_AIM A_.
In the biography of Rami Mehmed Pasha, what does his pen name Rami mean?
_AIM B_.
Repeat the stretch of the Rami Mehmed Pasha biography from "Ottoman Governor of" through "in his poems).".
_AIM C_.
Write the next part of the Rami Mehmed Pasha biography, picking up after its last sentence.

_DOCUMENT SECTION_.
Grand Vizier of the Ottoman Empire
- In office January 25, 1703 – August 22, 1703
- Monarch: Mustafa II
- Preceded by: Daltaban Mustafa Pasha
- Succeeded by: Kavanoz Ahmed Pasha

Ottoman Governor of Egypt
- In office 1704–1706
- Preceded by: Baltacı Süleyman Pasha
- Succeeded by: Dellak Ali Pasha

Personal details
- Born: 1645 Constantinople, Ottoman Empire
- Died: 1706 (aged 60–61) Rhodes, Ottoman Empire

= Rami Mehmed Pasha =

Grand Vizier of the Ottoman Empire (1703)

Rami Mehmed Pasha (1645–1706) was an Ottoman statesman and poet who served as Grand Vizier (1703) and governor of Cyprus and of Egypt (1704–06). He was known as a poet of divan literature (the epithet Rami, meaning "Obedient", is his pen name in his poems).

== Early years ==
He was born in 1645 in Constantinople to Terazici Hasan Aga. After completing his education, he started his career as a bureaucrat. In 1690, he was appointed as a clerk in the office of the reis ül-küttab. In 1696, he was promoted to be the reis ül-küttab (a post roughly equivalent to foreign minister) and three years later he represented the Ottoman Empire in the peace talks of the Treaty of Karlowitz which ended the War of the Holy League. The Ottoman Empire was defeated in the war, but Mehmed Rami tried his best to minimize the losses.

== As a grand vizier ==
On January 25, 1703, he was promoted to the post of Grand Vizier, the highest post of the Ottoman Empire other than that of the Sultan. However he soon realized that the Sheikh ul-Islam Feyzullah, who wielded great influence on the sultan Mustafa II, was the de facto ruler of the empire. The Sultan gave strict orders to Rami Mehmed to seek Feyzullah's approval in all of his decisions, a regulation which reduced the status of the Grand Vizier to a subordinate of the Sheikh ul-Islam. Even under this unfavorable situation, Rami tried to reform the post-war economy and the navy, but his term was too short to carry these reforms through.

_DATA_.
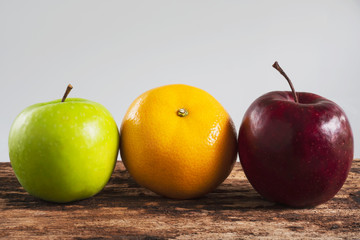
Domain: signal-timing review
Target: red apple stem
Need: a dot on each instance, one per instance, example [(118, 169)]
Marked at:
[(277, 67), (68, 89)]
* * *
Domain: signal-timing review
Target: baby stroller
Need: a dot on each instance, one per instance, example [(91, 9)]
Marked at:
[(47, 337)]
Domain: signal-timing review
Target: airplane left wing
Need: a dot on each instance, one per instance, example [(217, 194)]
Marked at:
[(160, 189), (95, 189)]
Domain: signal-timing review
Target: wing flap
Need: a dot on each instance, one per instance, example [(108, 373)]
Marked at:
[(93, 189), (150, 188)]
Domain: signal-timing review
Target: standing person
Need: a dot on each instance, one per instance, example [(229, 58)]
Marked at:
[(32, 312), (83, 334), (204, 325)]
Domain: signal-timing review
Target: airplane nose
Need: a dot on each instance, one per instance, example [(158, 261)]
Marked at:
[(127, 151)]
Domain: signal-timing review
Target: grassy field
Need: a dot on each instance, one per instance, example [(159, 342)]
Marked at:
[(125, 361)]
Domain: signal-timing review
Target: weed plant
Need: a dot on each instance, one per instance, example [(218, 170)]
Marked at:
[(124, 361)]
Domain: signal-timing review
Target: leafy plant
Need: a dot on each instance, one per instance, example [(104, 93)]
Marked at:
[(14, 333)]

_RESULT A_.
"Obedient"

_RESULT B_.
Ottoman Governor of Egypt
- In office 1704–1706
- Preceded by: Baltacı Süleyman Pasha
- Succeeded by: Dellak Ali Pasha

Personal details
- Born: 1645 Constantinople, Ottoman Empire
- Died: 1706 (aged 60–61) Rhodes, Ottoman Empire

= Rami Mehmed Pasha =

Grand Vizier of the Ottoman Empire (1703)

Rami Mehmed Pasha (1645–1706) was an Ottoman statesman and poet who served as Grand Vizier (1703) and governor of Cyprus and of Egypt (1704–06). He was known as a poet of divan literature (the epithet Rami, meaning "Obedient", is his pen name in his poems).

_RESULT C_.
Both Feyzullah's almost unlimited authority and the Sultan's insistence on residing in Edirne rather than Constantinople, the capital, caused reactions among the soldiers and the citizens in Constantinople. In the summer of 1703, they revolted against the Sultan. At the end of this revolt known as Edirne event, Rami Mehmed as well as the Sultan were deposed on August 22, 1703.

== Death ==
Rami Mehmed was then appointed as the governor of Cyprus and then Egypt, but in 1706 he was exiled to Rhodes island (now a part of Greece), where he died.

== As a man of letters ==
He was poet and a friend of the famous Ottoman poet of Nabi. He also wrote about his diplomatic career. His book named Karlofça Sulhnamesi is about the talks during the Treaty of Karlowitz.

== Legacy ==
A suburb of modern Istanbul, which was once a farm owned by Rami Mehmed, is now named Rami after him.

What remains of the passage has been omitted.